» WORK INSTRUCTIONS
Start at the line with "of the wrought" in the records below, stop at the line with "stone plinth, each", and return every line in that span exactly, the two end lines included.

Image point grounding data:
***
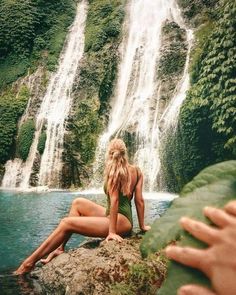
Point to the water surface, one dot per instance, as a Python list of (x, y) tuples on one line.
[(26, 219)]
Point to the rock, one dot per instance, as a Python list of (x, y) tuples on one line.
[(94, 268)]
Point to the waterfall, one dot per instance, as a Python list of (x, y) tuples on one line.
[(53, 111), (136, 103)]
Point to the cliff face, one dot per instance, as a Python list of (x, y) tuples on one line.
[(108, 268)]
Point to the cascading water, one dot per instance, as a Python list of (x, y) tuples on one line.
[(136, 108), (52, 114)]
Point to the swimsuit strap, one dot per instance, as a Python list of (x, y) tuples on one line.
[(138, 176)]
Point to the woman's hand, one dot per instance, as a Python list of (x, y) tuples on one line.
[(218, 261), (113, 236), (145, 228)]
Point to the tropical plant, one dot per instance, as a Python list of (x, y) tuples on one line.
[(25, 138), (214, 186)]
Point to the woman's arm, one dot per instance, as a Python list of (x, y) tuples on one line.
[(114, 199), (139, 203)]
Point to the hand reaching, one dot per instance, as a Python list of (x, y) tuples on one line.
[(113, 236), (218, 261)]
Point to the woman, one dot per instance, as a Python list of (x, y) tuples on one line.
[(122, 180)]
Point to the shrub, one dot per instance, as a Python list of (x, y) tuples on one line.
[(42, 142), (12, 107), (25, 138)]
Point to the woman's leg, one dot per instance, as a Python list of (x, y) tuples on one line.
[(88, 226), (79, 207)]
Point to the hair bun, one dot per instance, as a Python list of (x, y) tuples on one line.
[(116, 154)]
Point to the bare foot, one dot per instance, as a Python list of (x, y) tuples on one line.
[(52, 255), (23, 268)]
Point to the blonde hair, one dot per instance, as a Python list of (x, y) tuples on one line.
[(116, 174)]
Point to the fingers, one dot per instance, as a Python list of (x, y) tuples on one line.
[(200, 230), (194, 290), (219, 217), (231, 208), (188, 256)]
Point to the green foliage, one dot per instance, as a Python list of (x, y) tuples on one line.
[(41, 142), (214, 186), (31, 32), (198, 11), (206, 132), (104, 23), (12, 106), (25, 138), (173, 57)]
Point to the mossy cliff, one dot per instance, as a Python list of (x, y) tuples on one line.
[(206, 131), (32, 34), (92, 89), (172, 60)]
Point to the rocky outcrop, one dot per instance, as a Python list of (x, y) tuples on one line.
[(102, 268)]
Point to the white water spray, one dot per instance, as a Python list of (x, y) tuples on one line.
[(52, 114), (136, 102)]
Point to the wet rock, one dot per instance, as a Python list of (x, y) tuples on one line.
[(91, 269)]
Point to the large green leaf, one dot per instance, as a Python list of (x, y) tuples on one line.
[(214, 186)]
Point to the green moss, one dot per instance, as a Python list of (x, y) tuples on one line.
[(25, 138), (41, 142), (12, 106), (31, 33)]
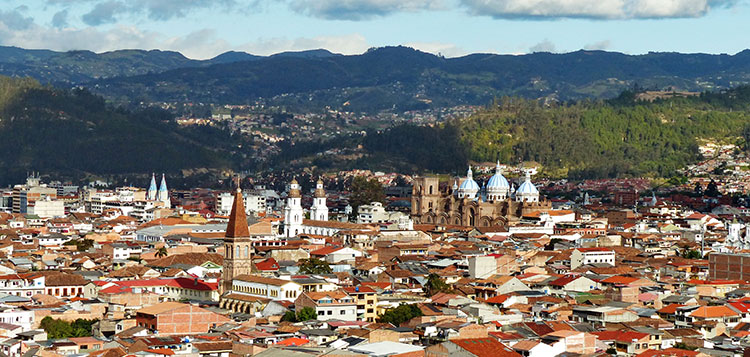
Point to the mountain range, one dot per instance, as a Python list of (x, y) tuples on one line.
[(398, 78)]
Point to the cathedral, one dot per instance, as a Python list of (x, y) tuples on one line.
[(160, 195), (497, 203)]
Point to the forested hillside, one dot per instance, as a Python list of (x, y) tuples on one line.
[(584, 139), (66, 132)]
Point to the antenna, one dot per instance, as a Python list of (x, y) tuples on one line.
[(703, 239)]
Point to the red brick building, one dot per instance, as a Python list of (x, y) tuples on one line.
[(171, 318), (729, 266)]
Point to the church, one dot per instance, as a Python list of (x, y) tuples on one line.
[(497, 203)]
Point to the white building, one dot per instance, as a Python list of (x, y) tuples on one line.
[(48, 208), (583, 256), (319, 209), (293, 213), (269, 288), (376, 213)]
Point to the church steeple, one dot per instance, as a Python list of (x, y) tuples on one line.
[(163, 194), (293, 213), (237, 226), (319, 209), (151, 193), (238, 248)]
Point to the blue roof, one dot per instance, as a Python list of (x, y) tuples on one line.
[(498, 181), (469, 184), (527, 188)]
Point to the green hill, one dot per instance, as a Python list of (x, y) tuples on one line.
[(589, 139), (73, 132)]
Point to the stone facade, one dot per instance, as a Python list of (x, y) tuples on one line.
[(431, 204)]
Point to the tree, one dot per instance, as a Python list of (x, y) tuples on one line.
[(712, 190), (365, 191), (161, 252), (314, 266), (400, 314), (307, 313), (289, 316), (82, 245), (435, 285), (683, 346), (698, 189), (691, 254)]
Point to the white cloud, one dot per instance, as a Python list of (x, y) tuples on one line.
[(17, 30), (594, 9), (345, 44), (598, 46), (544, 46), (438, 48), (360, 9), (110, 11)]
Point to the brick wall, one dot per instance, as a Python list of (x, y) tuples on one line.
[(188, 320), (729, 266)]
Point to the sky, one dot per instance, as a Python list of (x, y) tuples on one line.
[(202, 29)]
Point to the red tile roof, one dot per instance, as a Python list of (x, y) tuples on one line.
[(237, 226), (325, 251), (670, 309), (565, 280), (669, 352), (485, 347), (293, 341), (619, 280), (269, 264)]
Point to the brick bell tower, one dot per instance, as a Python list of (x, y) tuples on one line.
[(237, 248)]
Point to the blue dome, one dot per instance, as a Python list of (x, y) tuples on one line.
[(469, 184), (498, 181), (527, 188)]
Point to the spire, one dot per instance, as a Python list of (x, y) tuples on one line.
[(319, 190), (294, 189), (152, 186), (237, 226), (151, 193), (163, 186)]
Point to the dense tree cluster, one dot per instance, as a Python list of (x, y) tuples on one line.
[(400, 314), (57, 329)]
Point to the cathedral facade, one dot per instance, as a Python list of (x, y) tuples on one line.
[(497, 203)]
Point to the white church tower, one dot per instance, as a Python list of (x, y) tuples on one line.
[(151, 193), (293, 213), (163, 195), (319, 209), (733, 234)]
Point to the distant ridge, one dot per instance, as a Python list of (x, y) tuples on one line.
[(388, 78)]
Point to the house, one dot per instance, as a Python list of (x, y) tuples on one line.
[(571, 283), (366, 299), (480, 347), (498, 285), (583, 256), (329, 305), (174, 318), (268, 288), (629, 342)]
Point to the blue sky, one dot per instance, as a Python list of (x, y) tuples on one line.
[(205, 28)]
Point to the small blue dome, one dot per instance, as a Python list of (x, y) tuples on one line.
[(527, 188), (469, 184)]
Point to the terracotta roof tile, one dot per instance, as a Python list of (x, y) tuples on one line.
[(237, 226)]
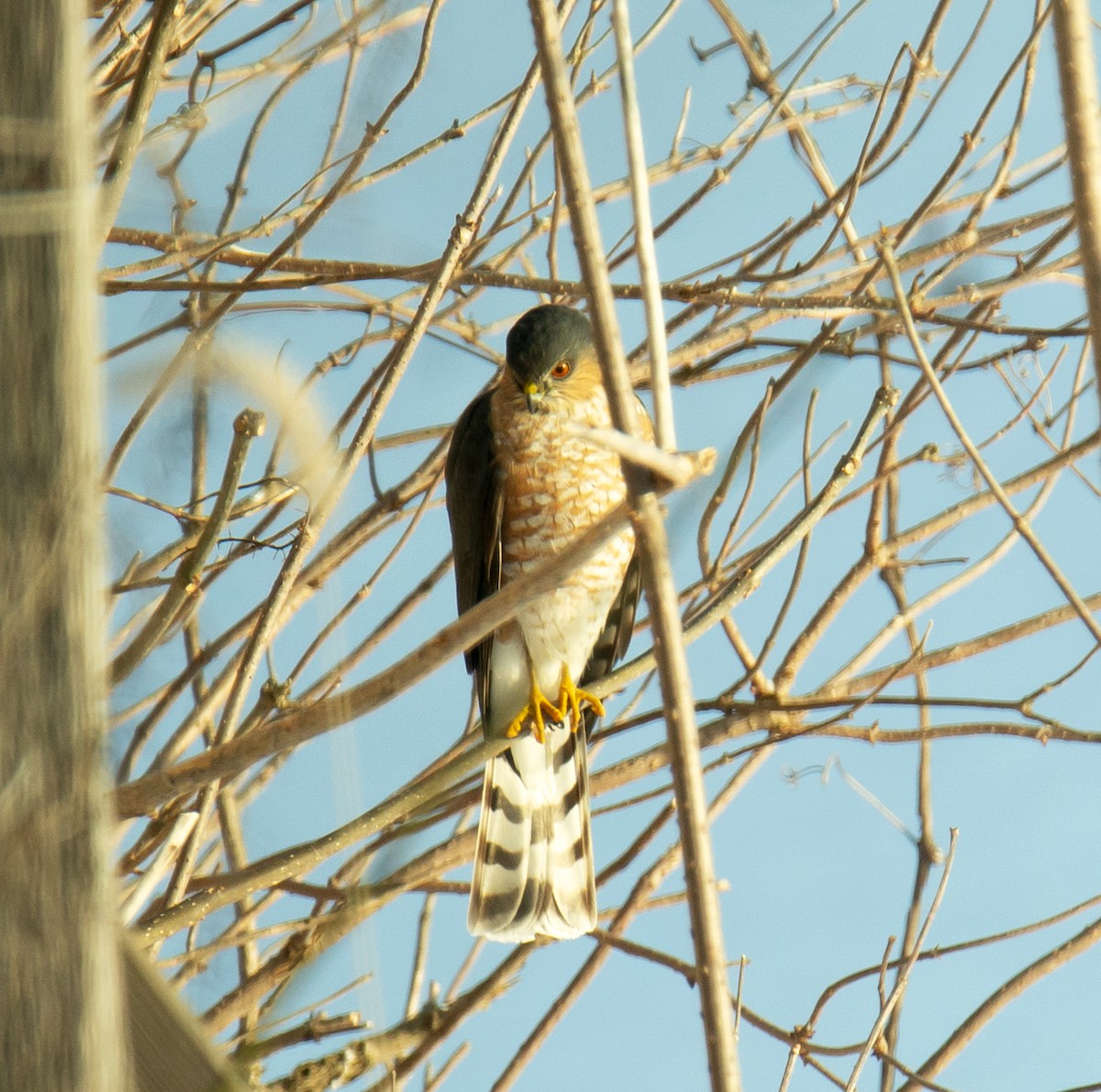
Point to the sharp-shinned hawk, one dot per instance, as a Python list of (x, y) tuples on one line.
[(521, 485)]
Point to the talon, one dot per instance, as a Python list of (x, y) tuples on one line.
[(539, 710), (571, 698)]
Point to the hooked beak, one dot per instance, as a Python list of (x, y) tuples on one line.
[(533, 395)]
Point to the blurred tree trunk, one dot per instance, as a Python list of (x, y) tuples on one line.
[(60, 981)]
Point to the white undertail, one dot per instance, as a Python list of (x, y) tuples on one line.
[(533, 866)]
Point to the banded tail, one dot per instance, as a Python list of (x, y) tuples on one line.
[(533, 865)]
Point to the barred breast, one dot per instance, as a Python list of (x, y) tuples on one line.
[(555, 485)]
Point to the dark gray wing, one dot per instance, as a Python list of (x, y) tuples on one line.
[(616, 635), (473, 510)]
***
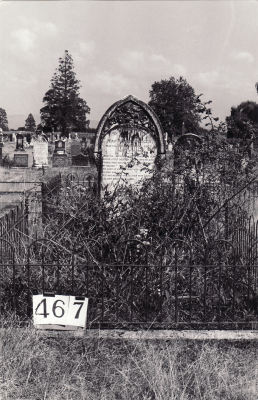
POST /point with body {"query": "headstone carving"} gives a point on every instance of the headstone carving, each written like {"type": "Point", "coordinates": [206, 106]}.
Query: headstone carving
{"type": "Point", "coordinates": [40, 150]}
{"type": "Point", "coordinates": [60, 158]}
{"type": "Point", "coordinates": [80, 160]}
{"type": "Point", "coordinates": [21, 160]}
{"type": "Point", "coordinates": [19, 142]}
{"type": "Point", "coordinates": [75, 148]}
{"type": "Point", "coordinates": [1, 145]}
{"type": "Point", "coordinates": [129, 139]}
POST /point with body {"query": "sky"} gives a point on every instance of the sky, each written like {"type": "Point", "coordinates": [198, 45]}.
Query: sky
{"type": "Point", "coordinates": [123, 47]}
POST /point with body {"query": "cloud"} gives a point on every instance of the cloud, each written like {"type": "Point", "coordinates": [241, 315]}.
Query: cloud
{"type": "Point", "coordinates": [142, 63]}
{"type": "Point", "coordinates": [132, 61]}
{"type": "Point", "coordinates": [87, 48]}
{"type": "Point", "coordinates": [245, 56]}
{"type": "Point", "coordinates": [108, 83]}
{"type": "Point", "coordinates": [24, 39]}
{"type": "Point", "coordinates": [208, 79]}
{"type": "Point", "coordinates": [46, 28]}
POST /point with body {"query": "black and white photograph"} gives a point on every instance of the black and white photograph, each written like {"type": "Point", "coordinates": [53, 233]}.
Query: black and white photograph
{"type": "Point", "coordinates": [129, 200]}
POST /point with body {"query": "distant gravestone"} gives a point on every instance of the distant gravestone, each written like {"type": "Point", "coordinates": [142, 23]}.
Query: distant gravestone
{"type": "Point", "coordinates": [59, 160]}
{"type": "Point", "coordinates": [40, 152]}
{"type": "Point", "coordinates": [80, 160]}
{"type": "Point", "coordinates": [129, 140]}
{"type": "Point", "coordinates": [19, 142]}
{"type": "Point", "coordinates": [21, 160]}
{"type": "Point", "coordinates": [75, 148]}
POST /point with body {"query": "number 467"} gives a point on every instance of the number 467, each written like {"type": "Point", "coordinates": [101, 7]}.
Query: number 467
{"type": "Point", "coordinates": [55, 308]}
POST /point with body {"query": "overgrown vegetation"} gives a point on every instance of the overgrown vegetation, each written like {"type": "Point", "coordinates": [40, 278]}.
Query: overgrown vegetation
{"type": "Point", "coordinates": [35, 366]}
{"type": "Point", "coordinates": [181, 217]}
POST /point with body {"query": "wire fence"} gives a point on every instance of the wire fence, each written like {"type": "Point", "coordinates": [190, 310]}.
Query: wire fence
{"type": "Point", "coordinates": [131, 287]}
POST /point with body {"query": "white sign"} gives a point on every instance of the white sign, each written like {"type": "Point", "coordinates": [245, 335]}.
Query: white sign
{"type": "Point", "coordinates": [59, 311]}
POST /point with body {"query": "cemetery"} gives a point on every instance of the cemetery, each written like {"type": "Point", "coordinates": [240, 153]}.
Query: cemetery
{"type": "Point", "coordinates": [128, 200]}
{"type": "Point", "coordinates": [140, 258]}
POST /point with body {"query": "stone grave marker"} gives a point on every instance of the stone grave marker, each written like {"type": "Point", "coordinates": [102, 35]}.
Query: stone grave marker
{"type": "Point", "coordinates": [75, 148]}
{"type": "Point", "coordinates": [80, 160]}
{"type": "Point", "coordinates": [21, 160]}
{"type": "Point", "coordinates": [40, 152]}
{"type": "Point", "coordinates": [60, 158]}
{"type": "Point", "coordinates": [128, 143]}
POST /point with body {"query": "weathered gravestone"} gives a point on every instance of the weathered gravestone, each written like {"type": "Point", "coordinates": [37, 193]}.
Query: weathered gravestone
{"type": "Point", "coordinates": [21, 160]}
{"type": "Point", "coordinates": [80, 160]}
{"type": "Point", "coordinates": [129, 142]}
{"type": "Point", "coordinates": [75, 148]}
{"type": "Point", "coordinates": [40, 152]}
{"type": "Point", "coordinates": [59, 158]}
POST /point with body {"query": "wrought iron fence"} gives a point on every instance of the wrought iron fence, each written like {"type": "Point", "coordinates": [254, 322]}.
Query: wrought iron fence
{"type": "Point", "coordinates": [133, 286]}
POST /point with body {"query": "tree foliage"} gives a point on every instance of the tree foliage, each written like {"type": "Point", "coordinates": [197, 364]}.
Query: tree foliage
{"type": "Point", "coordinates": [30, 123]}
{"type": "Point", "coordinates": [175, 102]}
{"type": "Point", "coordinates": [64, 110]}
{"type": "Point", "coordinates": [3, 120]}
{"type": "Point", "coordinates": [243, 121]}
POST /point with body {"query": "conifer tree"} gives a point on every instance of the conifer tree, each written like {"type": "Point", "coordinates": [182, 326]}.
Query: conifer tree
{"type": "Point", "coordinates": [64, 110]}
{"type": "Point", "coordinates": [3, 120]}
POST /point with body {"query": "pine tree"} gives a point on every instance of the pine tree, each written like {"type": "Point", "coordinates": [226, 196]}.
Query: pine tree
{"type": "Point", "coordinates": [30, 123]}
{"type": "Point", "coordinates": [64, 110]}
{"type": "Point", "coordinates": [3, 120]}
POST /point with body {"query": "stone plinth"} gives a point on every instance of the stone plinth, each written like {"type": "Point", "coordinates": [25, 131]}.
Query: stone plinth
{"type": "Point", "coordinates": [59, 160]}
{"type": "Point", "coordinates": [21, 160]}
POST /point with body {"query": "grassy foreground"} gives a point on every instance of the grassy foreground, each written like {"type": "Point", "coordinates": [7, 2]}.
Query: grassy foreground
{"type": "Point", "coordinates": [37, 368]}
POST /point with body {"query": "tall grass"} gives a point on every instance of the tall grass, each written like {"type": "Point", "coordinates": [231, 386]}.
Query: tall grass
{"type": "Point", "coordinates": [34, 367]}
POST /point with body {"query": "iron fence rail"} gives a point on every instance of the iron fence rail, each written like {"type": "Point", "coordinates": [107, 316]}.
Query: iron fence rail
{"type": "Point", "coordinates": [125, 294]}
***
» SOLVED PROBLEM
POST /point with body {"query": "wrought iron fence"} gives a point on every instance of the wrought iron fence, each written like {"type": "Point", "coordinates": [254, 322]}.
Query: wrought iron fence
{"type": "Point", "coordinates": [133, 286]}
POST /point with body {"query": "tree foliage"} gives a point on every instance of the tree foliage, each written like {"type": "Point", "coordinates": [197, 364]}.
Query: tree foliage
{"type": "Point", "coordinates": [30, 123]}
{"type": "Point", "coordinates": [175, 102]}
{"type": "Point", "coordinates": [64, 110]}
{"type": "Point", "coordinates": [3, 120]}
{"type": "Point", "coordinates": [243, 121]}
POST /point with body {"query": "conifer tree"} gives a point on every instance of the conifer tree, each written like {"type": "Point", "coordinates": [182, 326]}.
Query: conifer tree
{"type": "Point", "coordinates": [64, 110]}
{"type": "Point", "coordinates": [3, 120]}
POST /point with body {"query": "pine tree"} gives a point on every instance of the pine tree, each written like {"type": "Point", "coordinates": [226, 196]}.
Query: pine tree
{"type": "Point", "coordinates": [30, 123]}
{"type": "Point", "coordinates": [64, 110]}
{"type": "Point", "coordinates": [3, 120]}
POST /point with body {"query": "stone plinth"} gives a point on every instance of the stone plinth, each written like {"type": "Point", "coordinates": [25, 131]}.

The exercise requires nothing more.